Retype, character for character, the stretch of the listing that opens with the line containing "Find the dark wooden" and closes with the line containing "pixel 686 315". Include both of those lines and leave out everything else.

+ + + + + + +

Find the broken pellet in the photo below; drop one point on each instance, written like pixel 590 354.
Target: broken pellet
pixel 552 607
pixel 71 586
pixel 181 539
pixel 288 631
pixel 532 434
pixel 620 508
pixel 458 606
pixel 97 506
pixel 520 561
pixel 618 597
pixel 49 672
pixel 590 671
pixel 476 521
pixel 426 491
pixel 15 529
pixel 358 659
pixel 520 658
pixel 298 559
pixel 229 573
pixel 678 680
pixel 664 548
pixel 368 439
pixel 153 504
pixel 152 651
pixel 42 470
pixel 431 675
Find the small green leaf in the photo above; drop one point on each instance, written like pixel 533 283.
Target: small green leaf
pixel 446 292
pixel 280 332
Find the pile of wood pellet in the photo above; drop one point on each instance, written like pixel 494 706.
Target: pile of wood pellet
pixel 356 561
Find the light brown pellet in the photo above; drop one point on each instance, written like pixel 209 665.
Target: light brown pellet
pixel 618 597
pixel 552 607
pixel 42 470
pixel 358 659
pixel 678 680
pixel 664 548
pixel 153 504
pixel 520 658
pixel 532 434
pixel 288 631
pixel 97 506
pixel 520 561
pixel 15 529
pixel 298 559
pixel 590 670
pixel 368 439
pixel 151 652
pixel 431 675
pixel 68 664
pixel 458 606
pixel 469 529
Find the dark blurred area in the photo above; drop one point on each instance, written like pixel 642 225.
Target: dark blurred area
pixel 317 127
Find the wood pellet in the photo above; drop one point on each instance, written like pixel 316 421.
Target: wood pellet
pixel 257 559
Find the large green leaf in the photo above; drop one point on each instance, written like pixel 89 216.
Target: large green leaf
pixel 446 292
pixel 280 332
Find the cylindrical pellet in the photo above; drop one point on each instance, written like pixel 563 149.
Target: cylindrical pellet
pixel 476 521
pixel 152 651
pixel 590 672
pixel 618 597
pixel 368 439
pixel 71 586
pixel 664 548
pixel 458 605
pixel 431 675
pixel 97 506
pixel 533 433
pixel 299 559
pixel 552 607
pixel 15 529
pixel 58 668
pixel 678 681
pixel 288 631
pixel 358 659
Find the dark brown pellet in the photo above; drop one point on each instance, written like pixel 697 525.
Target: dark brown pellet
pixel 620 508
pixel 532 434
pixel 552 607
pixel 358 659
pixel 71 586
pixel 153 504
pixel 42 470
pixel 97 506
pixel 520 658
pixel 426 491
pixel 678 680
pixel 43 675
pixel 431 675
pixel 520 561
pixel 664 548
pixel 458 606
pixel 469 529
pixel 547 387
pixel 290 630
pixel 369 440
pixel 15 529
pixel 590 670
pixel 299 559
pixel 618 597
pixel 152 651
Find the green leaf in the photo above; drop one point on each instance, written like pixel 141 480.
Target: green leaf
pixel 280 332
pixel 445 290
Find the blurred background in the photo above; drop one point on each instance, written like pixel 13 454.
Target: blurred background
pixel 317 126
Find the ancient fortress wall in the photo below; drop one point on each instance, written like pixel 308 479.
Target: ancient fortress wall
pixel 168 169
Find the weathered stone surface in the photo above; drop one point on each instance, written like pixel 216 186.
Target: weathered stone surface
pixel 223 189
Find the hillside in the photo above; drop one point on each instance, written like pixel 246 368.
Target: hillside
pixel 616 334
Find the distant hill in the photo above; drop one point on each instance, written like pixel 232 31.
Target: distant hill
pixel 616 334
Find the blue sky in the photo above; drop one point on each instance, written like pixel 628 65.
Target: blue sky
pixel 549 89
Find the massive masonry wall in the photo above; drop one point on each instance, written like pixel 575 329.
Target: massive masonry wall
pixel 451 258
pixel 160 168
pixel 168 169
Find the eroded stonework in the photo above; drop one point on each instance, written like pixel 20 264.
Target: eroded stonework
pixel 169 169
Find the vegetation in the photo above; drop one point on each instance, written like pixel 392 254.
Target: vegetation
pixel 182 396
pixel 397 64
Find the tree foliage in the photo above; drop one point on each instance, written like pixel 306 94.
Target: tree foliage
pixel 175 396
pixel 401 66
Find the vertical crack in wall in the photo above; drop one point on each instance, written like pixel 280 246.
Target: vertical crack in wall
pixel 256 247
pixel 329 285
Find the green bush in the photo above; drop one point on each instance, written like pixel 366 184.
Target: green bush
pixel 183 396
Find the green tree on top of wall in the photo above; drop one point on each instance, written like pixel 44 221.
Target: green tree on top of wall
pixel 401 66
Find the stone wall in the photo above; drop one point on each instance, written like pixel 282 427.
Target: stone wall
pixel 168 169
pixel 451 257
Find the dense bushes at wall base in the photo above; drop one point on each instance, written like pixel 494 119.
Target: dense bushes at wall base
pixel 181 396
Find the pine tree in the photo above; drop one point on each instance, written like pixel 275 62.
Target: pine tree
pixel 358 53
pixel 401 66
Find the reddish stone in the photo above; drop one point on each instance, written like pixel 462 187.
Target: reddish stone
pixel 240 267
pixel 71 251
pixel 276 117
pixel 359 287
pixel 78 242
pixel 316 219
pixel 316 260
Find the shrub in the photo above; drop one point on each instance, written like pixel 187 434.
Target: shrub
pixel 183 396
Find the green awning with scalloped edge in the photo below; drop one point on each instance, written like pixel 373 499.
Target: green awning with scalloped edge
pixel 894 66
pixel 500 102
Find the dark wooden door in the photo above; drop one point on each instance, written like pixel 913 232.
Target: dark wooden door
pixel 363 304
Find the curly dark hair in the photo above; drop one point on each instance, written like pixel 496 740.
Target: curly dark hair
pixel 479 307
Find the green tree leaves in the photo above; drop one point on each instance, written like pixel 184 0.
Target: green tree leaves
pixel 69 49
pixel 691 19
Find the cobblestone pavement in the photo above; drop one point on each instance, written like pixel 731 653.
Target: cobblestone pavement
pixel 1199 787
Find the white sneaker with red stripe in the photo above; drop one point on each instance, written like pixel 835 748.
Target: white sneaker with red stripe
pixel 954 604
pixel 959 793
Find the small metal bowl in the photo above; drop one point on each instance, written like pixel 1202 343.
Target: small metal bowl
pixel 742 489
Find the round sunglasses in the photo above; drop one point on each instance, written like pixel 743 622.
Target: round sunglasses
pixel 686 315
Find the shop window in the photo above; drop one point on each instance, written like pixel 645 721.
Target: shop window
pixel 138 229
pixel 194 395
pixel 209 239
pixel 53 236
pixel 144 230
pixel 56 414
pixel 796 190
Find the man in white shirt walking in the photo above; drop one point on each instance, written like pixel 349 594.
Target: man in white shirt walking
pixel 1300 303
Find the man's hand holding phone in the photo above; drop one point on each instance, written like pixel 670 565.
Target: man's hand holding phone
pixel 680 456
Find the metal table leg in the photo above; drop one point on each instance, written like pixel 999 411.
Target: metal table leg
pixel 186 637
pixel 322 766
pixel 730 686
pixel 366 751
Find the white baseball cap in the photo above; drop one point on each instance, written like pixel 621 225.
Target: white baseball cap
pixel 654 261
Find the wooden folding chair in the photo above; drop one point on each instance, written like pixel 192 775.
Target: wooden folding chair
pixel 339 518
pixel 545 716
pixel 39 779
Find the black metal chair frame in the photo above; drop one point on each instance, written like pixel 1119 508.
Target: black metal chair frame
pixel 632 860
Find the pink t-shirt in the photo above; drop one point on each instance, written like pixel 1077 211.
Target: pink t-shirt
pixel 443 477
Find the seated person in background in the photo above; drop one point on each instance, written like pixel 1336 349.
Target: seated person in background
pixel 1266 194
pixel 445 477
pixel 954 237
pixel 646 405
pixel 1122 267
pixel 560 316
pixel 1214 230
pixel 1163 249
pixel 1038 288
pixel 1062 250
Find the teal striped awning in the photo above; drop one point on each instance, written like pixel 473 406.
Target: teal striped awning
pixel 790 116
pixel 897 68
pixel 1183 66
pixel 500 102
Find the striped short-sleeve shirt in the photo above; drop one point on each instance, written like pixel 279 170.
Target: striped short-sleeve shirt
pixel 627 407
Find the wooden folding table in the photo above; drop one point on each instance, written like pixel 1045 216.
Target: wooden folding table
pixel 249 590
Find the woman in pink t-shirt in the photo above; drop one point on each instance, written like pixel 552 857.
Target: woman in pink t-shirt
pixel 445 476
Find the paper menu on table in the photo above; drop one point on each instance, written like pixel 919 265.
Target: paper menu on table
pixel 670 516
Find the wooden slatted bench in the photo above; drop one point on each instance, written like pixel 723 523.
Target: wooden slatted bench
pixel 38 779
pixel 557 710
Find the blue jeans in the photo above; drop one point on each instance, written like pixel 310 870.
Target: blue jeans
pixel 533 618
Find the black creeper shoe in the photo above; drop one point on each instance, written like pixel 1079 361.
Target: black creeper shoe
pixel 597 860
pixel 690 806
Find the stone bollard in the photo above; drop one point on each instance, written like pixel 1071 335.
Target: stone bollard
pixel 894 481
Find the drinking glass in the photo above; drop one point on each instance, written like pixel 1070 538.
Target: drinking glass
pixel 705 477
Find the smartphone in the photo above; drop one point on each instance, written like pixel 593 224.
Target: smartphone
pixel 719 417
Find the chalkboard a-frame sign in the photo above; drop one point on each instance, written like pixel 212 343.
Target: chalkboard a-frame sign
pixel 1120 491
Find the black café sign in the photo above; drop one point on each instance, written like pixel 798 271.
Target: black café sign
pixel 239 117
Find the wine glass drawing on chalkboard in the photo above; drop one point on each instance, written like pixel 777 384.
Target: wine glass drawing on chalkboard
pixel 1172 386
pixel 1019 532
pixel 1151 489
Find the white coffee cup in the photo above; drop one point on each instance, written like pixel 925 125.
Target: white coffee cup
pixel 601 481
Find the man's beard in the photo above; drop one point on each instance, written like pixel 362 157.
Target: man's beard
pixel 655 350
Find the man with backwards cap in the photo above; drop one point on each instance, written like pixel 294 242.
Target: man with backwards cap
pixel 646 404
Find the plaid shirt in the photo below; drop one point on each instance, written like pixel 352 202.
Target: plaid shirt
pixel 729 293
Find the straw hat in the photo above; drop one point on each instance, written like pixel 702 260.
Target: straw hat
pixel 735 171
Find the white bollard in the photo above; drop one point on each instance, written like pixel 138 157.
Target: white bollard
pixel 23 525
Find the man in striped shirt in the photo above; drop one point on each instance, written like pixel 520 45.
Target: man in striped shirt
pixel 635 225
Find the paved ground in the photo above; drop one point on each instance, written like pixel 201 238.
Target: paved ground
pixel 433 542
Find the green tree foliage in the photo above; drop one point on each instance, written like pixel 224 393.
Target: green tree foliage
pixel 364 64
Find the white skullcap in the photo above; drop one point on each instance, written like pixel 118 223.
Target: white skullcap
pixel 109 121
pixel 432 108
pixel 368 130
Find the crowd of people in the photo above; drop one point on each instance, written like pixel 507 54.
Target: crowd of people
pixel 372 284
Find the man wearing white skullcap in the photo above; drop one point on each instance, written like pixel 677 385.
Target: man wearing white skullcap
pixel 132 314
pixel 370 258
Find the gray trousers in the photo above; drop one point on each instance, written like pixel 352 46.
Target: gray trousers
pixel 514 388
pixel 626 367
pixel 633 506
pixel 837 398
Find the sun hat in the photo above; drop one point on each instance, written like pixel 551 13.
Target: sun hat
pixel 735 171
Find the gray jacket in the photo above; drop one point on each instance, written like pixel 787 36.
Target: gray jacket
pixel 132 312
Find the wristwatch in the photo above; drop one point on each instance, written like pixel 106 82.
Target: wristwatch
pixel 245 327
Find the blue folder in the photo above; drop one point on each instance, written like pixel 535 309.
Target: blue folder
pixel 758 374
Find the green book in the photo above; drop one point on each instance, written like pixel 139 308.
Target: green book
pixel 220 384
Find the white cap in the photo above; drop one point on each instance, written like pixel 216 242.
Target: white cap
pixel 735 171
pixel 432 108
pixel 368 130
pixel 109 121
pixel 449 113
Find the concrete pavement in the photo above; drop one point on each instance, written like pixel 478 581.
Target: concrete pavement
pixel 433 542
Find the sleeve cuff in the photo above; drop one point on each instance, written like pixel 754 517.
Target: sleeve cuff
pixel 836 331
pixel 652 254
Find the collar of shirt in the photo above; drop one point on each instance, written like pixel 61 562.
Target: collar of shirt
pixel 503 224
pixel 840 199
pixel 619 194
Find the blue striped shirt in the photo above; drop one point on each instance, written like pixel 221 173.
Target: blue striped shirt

+ + + + + + +

* _Complete answer_
Find the dark wooden door in the photo above; drop one point on each instance, written like pixel 913 232.
Target: dark wooden door
pixel 363 304
Find the curly dark hair in the photo above; drop one point on each instance, written like pixel 496 740.
Target: curly dark hair
pixel 479 307
Find the green tree leaves in the photo above; drop one point on each instance, written like pixel 184 0.
Target: green tree leaves
pixel 69 49
pixel 691 19
Find the cobblestone pavement in the photo above; drop one point on each instance, written like pixel 731 653.
Target: cobblestone pavement
pixel 1199 787
Find the white sneaker with red stripe in the photo above; drop one point on each instance, written like pixel 835 748.
Target: white sneaker with red stripe
pixel 954 604
pixel 959 793
Find the small metal bowl in the photo above; drop one point on each instance, written like pixel 1202 343.
Target: small metal bowl
pixel 742 489
Find the round sunglasses in the photo above; drop one point on each instance, written like pixel 743 622.
Target: round sunglasses
pixel 686 315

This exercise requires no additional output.